(Records from a dataset)

___

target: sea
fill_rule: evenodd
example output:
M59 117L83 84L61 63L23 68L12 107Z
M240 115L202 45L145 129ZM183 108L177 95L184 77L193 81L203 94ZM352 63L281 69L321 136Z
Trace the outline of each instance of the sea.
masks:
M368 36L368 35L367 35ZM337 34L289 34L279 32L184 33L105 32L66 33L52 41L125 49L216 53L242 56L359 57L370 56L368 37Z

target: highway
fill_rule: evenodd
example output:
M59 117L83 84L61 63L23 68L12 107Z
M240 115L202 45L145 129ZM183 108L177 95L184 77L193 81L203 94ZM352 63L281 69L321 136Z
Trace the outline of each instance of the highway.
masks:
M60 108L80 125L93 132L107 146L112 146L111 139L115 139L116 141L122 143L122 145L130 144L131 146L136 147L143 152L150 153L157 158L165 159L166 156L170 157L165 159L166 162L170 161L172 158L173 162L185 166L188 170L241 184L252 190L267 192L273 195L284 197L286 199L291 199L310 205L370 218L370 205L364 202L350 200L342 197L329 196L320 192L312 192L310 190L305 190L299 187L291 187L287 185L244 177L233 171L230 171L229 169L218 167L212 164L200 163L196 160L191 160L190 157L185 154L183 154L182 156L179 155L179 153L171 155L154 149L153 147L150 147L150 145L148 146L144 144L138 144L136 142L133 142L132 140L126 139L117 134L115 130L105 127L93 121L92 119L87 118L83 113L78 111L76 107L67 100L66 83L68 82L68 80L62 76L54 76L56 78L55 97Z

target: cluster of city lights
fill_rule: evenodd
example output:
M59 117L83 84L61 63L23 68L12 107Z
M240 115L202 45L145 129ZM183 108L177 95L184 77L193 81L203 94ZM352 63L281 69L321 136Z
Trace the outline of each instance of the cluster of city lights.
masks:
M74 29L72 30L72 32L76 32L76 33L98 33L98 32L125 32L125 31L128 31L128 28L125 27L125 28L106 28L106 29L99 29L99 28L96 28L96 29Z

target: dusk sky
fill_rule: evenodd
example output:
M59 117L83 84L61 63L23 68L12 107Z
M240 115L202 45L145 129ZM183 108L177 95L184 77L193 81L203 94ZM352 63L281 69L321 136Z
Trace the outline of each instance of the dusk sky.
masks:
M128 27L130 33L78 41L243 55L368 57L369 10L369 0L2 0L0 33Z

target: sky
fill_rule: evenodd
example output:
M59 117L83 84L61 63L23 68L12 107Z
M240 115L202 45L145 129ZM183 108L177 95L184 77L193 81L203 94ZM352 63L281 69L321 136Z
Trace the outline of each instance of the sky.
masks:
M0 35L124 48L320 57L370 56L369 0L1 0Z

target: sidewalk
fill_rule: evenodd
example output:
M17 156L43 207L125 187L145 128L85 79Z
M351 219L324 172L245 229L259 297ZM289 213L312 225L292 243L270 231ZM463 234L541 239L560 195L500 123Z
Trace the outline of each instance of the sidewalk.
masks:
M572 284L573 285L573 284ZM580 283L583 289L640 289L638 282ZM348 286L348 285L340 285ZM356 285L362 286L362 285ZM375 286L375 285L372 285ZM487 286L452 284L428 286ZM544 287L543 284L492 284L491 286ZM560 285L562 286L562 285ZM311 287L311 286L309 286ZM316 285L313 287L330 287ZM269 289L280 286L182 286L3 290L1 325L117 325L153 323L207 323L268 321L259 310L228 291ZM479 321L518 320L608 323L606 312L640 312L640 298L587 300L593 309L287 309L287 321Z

___

■ **Task brief**:
Restate, please, word for word the span of records running from the first line to the line bearing "M17 156L43 207L125 187L145 128L85 79Z", both included, and nothing outside it.

■ **Result of this exercise**:
target: sea
fill_rule: evenodd
example output:
M59 117L83 84L61 63L23 68L12 107Z
M240 115L202 45L145 129ZM183 108L177 95L184 77L193 81L203 94ZM352 63L281 69L321 136Z
Trace the outline of each instance of the sea.
masks:
M368 36L368 35L367 35ZM337 34L289 34L279 32L184 33L105 32L66 33L52 41L125 49L216 53L242 56L359 57L370 56L368 37Z

target: highway
fill_rule: evenodd
example output:
M59 117L83 84L61 63L23 68L12 107Z
M240 115L202 45L145 129ZM183 108L177 95L184 77L193 81L203 94ZM352 63L281 69L321 136Z
Trace the outline of each instance of the highway.
masks:
M60 108L80 125L93 132L107 146L112 146L111 139L115 139L116 141L122 143L122 145L130 144L131 146L136 147L143 152L150 153L157 158L165 159L166 156L170 157L165 159L166 162L170 161L172 158L173 162L185 166L188 170L241 184L252 190L267 192L273 195L284 197L286 199L291 199L310 205L370 218L370 205L364 202L350 200L342 197L329 196L320 192L312 192L310 190L305 190L299 187L291 187L287 185L244 177L233 171L230 171L229 169L218 167L212 164L200 163L196 160L191 160L190 157L185 154L183 154L182 156L179 155L179 153L171 155L154 149L153 147L150 147L150 145L148 146L144 144L138 144L136 142L133 142L132 140L126 139L117 134L115 130L105 127L93 121L92 119L87 118L83 113L78 111L76 107L67 100L66 83L68 82L68 80L62 76L54 76L56 78L55 97Z

target: cluster of city lights
fill_rule: evenodd
example output:
M59 117L83 84L61 63L23 68L12 107Z
M240 115L202 45L145 129ZM183 108L177 95L184 77L193 81L203 94ZM352 63L281 69L321 136Z
Trace the outline of each instance of the cluster of city lights.
masks:
M74 29L72 30L72 32L76 32L76 33L98 33L98 32L125 32L125 31L128 31L128 28L125 27L125 28L106 28L106 29L99 29L99 28L96 28L96 29Z

target: dusk sky
fill_rule: evenodd
example output:
M59 117L83 84L61 63L23 68L12 107Z
M240 115L202 45L145 129ZM183 108L177 95L184 77L193 81L203 94ZM352 63L281 69L321 136Z
Trace the outline of each instance of the dusk sky.
masks:
M128 27L130 33L78 41L243 55L368 57L369 10L369 0L2 0L0 33Z

target: sky
fill_rule: evenodd
example output:
M59 117L83 84L61 63L23 68L12 107Z
M240 115L202 45L145 129ZM183 108L177 95L184 77L193 81L203 94ZM352 63L281 69L321 136Z
Trace the outline of each instance of the sky.
masks:
M0 35L124 48L320 57L370 56L369 0L1 0Z

target: sidewalk
fill_rule: evenodd
example output:
M17 156L43 207L125 187L145 128L85 79Z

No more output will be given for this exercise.